* TASK SET *
**a)** In the article on Augusto Gansser, where did Gansser die?
**b)** Please resume the article on Augusto Gansser from the point where it stops.

### TEXT SHOWN ###

Augusto Gansser and the Himalaya

Rasoul Sorkhabi

Great things are done when men and mountains meet.        
William Blake (1757-1827), Gnomic Verses

The above quotation has a special significance for geologists. ‘Great works’ in regional geology are reports of reliable data, careful interpretations, and stimulating writings that contribute considerably to the geologic understanding of a part of our planet. Augusto Gansser, the reputed Swiss geologist who died on 9 January 2012 at his home in Lugano, southern Switzerland at age 101, belonged to a generation of pioneer Himalayan geologists whose fieldworks, ideas and publications lay the foundations of our geologic knowledge of these majestic, sacred, and scientifically significant mountains. Augusto Gansser was a ‘romantic geologist.’

From the Alps to the Himalaya
Augusto Gansser, the eldest of his four siblings, was born on 28 October 1910 in Milan, Italy to a Swiss father and a German mother. In 1914, just before World War I, his family moved to Lugano where the young Augusto grew up and went to school. Fascinated by Alpine rocks and landscape, Gansser studied geology at the University of Zürich and obtained his doctorate in 1936 with a thesis on the structural geology and petrography of southeast Swiss Alps.

Augusto Gansser. (Rasoul Sorkhabi)

Augusto Gansser. (Rasoul Sorkhabi)

In 1936, Arnold Heim (1882-1965) asked Gansser to join him on the first Swiss expedition to the Himalaya. Arnold Heim was the son and student of Albert Heim, the legendary Alpine geologist at the University of Zürich. Heim’s and Gansser’s eight-month journey in 1936 to the Himalaya is narrated in a fascinating travelogue, The Throne of the Gods (1938 in the title so chosen because the Hindus and the Buddhists regard the Himalaya with such veneration. The book is profusely illustrated with ‘220 plates in photogravure, 18 sketches in the text, 11 musical items, 2 panoramas and 1 relief map’. Heim and Gansser flew on a two-winged ‘Douglas’ airplane of the Dutch KLM airlines from Italy (with a stop at Gaza, Palestine) to Delhi, India. The day of their flight, 19 and 20 March, fell on Spring Equinox. The region Heim (‘Bara Sahib’ as porters and local guides called him) and Gansser (‘Chota Sahib’) planned to map was part of the Kumaun Himalaya in India bordering Nepal and Tibet (the latter countries were not open to foreigners in those years). Heim and Gansser also climbed (solo or together) several peaks and nearly twenty mountain-passes ranging in altitude from 5000 to 6000 m (listed in the last chapter of The Throne of the Gods).

Heim and Gansser anticipated that the geologic concepts developed in the Alps would help better understand the structure and geologic history of the Himalaya. Foremost among these Alpine discoveries were thrust faults and folds which transported older and deeper rocks atop younger rocks for tens of miles, thus shaping the high mountains. A number of Swiss geologists, notably Hans Conrad Escher von der Linth and his student and successor at Zürich Albert Heim, were pioneers of mapping these thrust-folds, which geologists call ‘nappe’ in French and ‘decke’ in German (meaning a ‘sheet’ of rock moved over another rock body). Such structures formed under compressional forces acting upon mountains. Today, thanks to plate tectonics, we know that the head-on movements of tectonic plates are responsible for such compressional forces and mountain structures. However, in those years the ‘nappe theory’ was a revolutionary development in geology.

### EXTRACTED DATA ###

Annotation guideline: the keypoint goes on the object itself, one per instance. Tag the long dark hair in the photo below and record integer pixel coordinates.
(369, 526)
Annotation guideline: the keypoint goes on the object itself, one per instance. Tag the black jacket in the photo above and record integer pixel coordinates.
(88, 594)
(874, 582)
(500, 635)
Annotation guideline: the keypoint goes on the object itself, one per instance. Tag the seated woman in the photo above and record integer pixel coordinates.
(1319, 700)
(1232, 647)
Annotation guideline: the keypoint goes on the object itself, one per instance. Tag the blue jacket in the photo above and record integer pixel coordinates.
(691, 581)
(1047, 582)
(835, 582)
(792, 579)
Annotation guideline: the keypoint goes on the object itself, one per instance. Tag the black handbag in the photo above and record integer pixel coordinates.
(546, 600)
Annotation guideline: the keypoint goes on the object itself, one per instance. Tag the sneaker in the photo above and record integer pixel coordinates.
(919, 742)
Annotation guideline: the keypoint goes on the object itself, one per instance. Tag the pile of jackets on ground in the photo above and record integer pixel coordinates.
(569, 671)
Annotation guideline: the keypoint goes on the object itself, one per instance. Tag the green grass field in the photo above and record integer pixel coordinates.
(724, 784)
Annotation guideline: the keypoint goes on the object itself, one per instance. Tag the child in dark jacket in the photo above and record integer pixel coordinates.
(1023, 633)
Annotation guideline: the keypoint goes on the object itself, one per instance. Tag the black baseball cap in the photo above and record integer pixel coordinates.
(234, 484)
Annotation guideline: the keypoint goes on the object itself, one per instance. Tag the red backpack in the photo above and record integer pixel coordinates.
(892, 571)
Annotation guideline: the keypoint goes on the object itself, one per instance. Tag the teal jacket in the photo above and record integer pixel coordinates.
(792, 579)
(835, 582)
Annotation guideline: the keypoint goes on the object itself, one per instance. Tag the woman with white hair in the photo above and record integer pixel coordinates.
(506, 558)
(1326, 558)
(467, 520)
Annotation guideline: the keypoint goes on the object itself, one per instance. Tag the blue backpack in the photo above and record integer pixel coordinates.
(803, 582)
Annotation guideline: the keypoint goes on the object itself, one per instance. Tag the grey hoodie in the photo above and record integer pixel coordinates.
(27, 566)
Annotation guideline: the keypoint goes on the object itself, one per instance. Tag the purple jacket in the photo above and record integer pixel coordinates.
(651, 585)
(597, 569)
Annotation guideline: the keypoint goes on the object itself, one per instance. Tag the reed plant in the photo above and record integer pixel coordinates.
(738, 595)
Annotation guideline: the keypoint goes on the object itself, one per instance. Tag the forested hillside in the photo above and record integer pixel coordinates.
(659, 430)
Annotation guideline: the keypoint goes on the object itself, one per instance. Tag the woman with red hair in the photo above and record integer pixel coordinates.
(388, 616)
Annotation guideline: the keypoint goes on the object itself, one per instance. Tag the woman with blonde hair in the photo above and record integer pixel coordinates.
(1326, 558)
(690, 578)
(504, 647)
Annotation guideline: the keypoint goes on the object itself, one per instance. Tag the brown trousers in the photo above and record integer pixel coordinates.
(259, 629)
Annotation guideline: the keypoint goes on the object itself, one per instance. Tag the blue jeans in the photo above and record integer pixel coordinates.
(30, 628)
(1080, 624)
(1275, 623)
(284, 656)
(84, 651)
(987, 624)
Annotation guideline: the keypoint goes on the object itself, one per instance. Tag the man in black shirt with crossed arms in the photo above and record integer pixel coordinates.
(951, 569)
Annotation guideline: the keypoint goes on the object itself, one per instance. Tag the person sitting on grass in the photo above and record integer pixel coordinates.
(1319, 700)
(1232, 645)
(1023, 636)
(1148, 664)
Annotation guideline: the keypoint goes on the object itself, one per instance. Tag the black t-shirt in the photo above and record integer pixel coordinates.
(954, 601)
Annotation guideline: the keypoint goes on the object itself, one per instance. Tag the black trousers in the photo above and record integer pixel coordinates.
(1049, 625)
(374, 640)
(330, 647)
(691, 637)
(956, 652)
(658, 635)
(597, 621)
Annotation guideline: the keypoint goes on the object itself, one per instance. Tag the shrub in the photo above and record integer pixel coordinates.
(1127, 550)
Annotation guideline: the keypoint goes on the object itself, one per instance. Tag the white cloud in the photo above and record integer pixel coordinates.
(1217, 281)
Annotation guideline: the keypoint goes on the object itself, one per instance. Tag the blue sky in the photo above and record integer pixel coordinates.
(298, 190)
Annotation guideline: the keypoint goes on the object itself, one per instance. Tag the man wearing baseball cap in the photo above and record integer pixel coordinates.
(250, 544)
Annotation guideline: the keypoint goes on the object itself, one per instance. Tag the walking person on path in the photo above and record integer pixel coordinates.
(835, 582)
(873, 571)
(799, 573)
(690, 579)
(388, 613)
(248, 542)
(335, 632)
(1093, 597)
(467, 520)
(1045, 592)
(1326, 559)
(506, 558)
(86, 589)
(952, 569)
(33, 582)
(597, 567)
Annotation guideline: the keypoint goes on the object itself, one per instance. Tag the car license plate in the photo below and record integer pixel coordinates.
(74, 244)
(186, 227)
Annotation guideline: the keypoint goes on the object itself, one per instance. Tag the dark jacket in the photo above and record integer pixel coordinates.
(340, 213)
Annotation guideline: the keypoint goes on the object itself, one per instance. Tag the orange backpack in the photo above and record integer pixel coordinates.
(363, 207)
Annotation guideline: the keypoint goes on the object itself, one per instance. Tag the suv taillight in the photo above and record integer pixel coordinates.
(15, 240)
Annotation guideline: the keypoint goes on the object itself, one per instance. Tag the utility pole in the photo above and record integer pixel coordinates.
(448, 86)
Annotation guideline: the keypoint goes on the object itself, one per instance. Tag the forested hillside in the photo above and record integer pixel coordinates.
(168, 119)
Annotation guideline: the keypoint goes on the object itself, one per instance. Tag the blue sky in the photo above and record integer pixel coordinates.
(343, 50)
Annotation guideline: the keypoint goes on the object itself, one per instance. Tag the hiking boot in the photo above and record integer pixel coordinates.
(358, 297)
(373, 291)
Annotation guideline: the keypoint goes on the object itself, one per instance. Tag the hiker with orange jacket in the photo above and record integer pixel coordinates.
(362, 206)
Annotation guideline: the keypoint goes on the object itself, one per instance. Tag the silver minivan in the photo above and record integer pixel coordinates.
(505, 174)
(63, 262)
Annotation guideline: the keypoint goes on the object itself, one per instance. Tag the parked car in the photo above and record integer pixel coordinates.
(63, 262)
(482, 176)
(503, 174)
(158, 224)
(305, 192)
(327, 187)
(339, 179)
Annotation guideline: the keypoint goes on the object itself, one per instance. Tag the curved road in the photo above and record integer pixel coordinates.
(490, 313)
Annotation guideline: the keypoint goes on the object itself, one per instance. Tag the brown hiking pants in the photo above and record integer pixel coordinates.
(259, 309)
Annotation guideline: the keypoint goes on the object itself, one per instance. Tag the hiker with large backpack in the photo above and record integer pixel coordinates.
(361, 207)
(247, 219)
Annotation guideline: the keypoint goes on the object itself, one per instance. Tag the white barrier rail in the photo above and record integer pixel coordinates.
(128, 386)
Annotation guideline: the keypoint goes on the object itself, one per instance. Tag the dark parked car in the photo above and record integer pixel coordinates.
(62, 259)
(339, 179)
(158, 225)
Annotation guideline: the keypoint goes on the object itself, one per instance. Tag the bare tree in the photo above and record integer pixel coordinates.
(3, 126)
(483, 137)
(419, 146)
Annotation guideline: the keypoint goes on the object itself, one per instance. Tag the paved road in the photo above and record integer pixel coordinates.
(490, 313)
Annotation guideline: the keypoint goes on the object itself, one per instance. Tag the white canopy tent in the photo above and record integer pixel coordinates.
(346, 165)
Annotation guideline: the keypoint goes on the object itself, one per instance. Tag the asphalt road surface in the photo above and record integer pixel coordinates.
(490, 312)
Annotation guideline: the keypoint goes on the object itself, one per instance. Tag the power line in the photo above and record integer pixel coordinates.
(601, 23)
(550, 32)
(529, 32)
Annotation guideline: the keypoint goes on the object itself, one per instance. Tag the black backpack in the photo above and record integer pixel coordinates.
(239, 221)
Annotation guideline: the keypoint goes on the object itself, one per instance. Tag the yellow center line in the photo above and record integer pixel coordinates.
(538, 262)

###

* ANSWERS GIVEN *
**a)** At his home in Lugano, southern Switzerland.

**b)**
Heim and Gansser published the results of their arduous fieldwork in a monograph titled Central Himalaya: Geological Observations of the Swiss Expedition 1936 (1939). This 250-page volume, dedicated to the memory of Albert Heim (who died in 1937 at age 88), included 162 hand-drawn figures and an appendix atlas consisting of 8 structural cross-sections, 65 outcrop photographs, 21 microphotographs (of rock thin-sections), and a geological map of Central Himalaya at the scale of 1:650,000 (together with a structural cross-section). When Central Himalaya was reprinted in India in 1975, K. S. Valdiya, a geology professor at the Kumaun University of Nanital and an authority on the Kumaun Himalaya wrote a foreword to the book, in which he remarked: ‘Much work has been done in Kumaun since the publication of this memoir, but ... these investigations have by and large established the validity of the premises of Heim and Gansser and amply confirmed their tectonic deductions.’

Along the Kali valley on the Nepal-India border, Gansser worked out the lithology and structure of the High Himalaya and mapped a basement rupture, what he called the Main Central Thrust (MCT), which has brought the highly metamorphosed rocks (gneiss and schist) of the Higher Himalaya atop the less-metamorphosed sedimentary rocks of the Lesser (Lower) Himalaya. Heim and Gansser concluded that the Higher Himalaya is made up of 10-12 km thick ‘Central Crystalline Zone’ (igneous and metamorphic rocks) overlain by 10-15 km thick sedimentary rocks of Precambrian, Paleozoic and Mesozoic age to the north. On its southern boundary, the Central Crystalline Zone has moved over the Lesser (Lower) Himalayan rocks for a distance of 110 km along the MCT. This basement rupture, rooted some 30 km below the surface where rocks were partially molten (migmatites) and metamorphosed (gneiss and schist) under high temperatures and pressure conditions, was responsible for the great uplift of the Himalaya in Cenozoic times. The thrusting and folding of the Himalaya was due to horizontal compression between India and Asia as postulated by the Swiss geologist Emile Argand in his masterpiece La Tectonic de l’Asie (Tectonics of Asia) in 1924.

A Geologist’s Pilgrimage to Mount Kailash
Gansser’s bold trip in disguise of a Tibetan pilgrim to Kailash in southern Tibet, makes an important part of The Throne of the Gods and Central Himalaya. Indeed, very few Europeans, let alone geologists, had visited the holy Kailash before. Soaring to a height of 6638 m in the Trans-Himalaya, Kailash is situated close to the source of the major Himalayan rivers: Indus, Satluj, Ganges, Karnali, and Tsangpo (Brahmaputra).

Augusto Gansser in 1936. (Arnold Heim)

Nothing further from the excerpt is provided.